● To do
Format the lines from the one containing "Can you see the white" through the one containing "column 160, row 25" as a numbered list, omitting any blank lines.

● Data to process
>> start
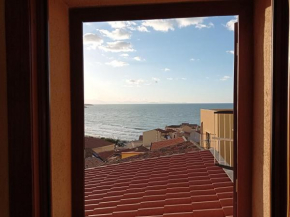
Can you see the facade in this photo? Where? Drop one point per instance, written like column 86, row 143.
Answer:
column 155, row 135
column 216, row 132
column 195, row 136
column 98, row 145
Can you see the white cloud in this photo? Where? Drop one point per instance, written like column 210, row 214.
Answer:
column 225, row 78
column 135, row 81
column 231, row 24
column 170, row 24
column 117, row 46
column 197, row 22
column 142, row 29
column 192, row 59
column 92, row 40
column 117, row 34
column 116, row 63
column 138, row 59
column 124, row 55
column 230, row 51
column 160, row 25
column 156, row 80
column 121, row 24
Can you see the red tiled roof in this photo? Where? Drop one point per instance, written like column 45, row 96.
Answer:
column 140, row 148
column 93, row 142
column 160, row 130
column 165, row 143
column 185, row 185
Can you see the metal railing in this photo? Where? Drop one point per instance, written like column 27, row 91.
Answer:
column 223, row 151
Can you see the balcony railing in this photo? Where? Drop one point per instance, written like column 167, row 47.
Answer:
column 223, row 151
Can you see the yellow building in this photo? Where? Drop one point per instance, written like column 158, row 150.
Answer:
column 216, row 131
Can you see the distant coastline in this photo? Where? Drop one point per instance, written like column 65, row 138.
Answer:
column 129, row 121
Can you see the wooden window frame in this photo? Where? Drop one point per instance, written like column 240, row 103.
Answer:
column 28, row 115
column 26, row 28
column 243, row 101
>> end
>> start
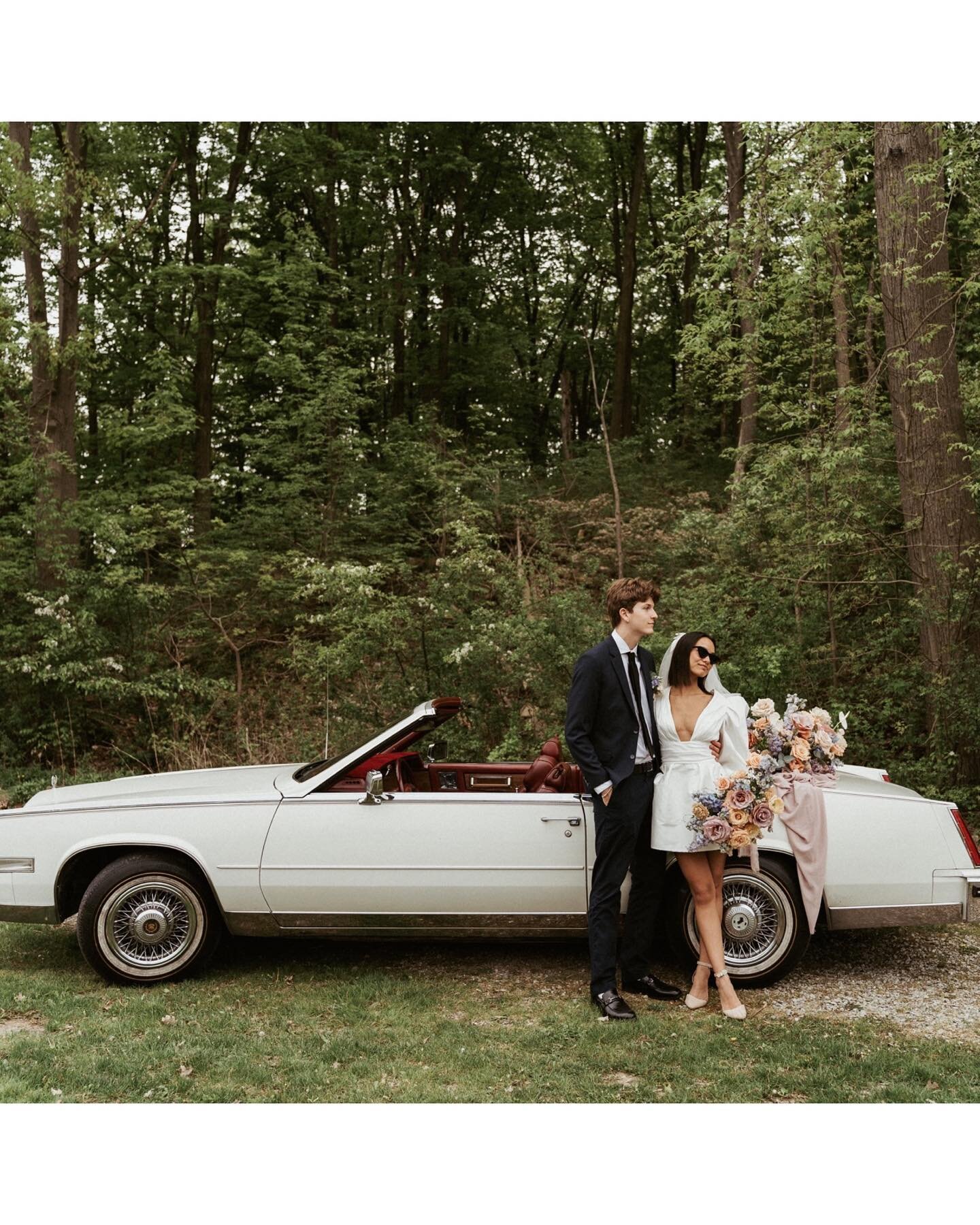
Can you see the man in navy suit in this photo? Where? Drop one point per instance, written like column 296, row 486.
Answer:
>> end
● Response to this exercise
1. Can you see the white cloud in this photo? Where? Drop one point per instance, written like column 210, row 214.
2. Answer:
3. column 225, row 78
4. column 135, row 81
5. column 231, row 24
6. column 170, row 24
7. column 117, row 46
8. column 197, row 22
9. column 142, row 29
10. column 192, row 59
11. column 92, row 40
12. column 117, row 34
13. column 116, row 63
14. column 138, row 59
15. column 124, row 55
16. column 230, row 51
17. column 160, row 25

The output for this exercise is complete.